Description of the task: Would you return the listing exactly as written, apart from its pictures?

[Record extracts]

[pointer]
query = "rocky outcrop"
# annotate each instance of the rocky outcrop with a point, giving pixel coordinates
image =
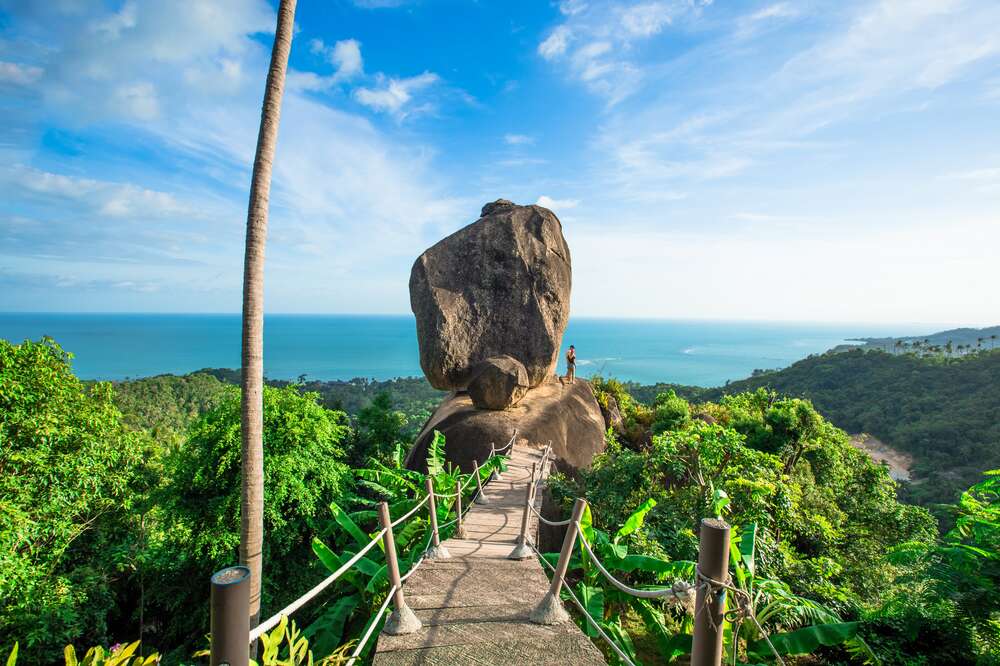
(498, 383)
(499, 286)
(565, 414)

[/Record extracts]

Written reply:
[pointer]
query = "rocky outcrop"
# annotate each instance of the rocky outcrop with a point, giving pixel coordinates
image =
(498, 383)
(499, 286)
(565, 414)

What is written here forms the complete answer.